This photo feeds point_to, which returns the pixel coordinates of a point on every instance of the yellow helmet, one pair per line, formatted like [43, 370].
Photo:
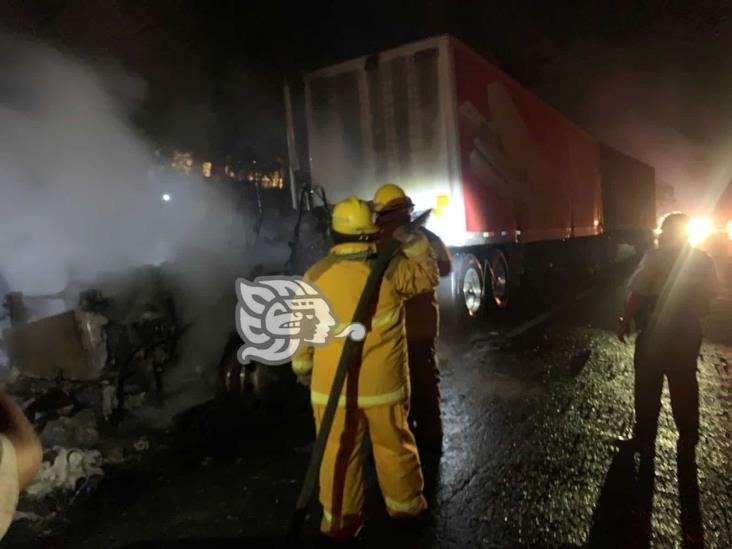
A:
[353, 216]
[391, 197]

════

Aim of the exercise. The answer must restate every entry word for word, with the pictures left out.

Answer section.
This photo feeds point_to, which returns the pixel coordinates of a point on every instance of the yellow helmet, one pair per line, formatted like [43, 370].
Photo:
A:
[353, 216]
[391, 197]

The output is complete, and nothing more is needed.